• Data entries
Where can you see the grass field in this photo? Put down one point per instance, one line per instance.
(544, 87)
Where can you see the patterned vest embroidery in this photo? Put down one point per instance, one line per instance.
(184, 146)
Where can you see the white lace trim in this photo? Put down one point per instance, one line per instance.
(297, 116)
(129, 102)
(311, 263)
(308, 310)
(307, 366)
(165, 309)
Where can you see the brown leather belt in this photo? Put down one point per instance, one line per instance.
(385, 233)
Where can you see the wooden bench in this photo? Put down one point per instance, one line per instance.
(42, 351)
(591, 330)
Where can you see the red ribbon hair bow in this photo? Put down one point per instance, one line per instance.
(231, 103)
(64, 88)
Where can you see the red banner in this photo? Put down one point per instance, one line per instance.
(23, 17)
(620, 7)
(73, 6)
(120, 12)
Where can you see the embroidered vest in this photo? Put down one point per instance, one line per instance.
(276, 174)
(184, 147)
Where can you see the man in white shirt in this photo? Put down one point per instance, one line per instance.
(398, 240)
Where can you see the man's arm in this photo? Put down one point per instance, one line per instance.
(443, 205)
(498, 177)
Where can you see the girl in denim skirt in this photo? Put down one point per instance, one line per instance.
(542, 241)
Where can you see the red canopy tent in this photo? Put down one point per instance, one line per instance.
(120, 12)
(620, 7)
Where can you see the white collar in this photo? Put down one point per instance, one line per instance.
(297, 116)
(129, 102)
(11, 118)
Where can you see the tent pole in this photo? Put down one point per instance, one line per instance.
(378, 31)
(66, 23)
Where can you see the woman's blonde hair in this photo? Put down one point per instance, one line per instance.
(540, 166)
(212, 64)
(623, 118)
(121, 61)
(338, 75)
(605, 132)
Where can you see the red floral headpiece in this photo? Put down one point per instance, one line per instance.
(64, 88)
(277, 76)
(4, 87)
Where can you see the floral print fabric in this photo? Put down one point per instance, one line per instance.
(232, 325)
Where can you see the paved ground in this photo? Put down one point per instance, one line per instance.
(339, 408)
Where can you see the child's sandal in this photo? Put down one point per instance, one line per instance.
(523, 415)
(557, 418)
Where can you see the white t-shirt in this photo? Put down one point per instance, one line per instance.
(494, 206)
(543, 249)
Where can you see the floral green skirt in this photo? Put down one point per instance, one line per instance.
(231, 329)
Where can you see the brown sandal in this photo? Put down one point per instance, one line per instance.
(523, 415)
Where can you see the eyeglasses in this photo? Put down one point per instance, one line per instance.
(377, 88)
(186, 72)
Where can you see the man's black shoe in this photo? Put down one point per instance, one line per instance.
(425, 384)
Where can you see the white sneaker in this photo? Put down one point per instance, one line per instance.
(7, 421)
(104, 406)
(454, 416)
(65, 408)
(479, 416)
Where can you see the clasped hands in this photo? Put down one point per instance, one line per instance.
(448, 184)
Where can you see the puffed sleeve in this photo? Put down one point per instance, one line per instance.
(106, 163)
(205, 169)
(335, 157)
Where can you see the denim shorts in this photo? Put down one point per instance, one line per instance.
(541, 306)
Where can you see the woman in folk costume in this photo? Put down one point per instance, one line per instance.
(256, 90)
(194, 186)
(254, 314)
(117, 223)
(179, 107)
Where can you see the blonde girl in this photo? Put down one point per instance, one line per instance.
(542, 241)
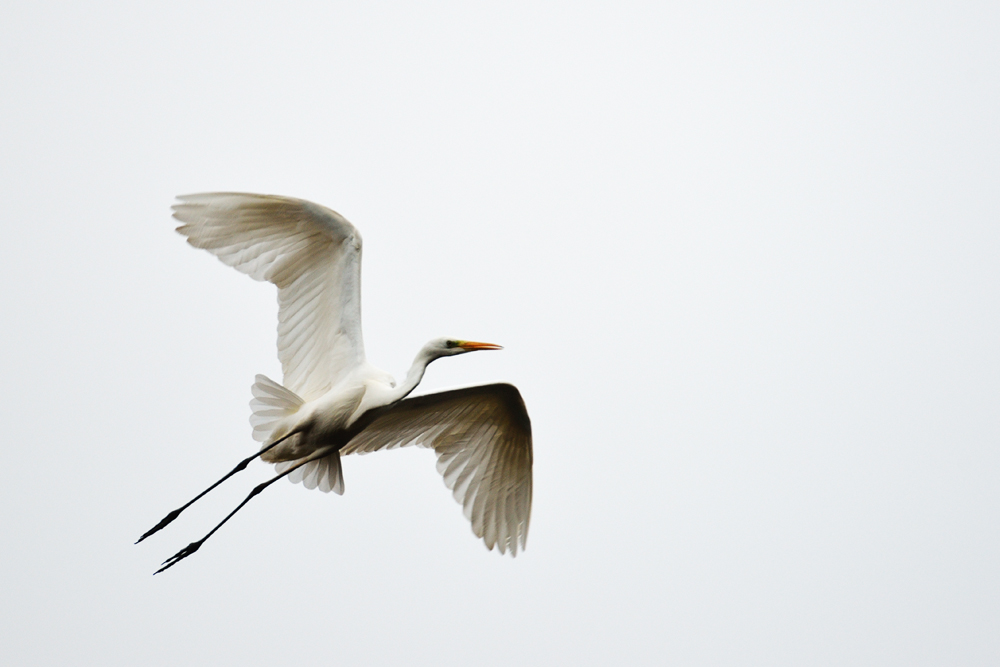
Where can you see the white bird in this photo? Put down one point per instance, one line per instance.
(332, 401)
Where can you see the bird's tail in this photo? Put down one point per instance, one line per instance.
(271, 403)
(324, 473)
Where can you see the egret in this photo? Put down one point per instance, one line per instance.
(332, 402)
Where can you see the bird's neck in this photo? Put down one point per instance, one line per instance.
(414, 375)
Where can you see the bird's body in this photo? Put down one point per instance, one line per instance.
(332, 401)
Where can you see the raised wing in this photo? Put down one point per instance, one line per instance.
(312, 254)
(482, 436)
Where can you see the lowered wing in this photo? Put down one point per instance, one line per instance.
(482, 437)
(312, 254)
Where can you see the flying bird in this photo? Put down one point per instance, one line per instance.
(332, 402)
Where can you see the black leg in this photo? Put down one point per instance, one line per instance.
(165, 521)
(194, 546)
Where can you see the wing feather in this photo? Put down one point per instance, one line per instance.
(482, 438)
(312, 254)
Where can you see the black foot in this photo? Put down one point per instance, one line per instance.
(180, 555)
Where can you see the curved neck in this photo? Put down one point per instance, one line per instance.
(414, 375)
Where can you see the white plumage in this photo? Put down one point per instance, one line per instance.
(332, 401)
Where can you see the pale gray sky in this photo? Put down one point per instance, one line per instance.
(743, 259)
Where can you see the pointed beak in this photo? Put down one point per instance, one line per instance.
(470, 346)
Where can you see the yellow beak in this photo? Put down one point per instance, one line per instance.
(471, 345)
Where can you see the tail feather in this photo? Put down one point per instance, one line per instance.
(324, 473)
(271, 403)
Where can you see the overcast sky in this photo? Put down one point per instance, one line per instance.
(743, 258)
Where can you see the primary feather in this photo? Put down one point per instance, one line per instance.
(332, 401)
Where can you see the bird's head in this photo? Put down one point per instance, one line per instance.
(447, 347)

• Task statement
Rewrite everything from the line containing "Where can you see the yellow" down to the end of the data, putting "cloudy sky" in place of "overcast sky" and leaving all else unchanged.

• Worked answer
Where can you see the yellow beak in this photo? Put down one point per instance, one line per instance.
(471, 345)
Where can you see the tail feather in this photo? Put down one point per instance, one line per instance.
(324, 473)
(271, 403)
Where can you see the cloudy sky in this photo? Put down one point per instance, one line per instance.
(743, 258)
Where can you see the primary feather in this photo? Put down one point per instance, one line per instance.
(332, 401)
Where can you see the bird's head in this photo? Put down one point per instance, one line per instance.
(447, 347)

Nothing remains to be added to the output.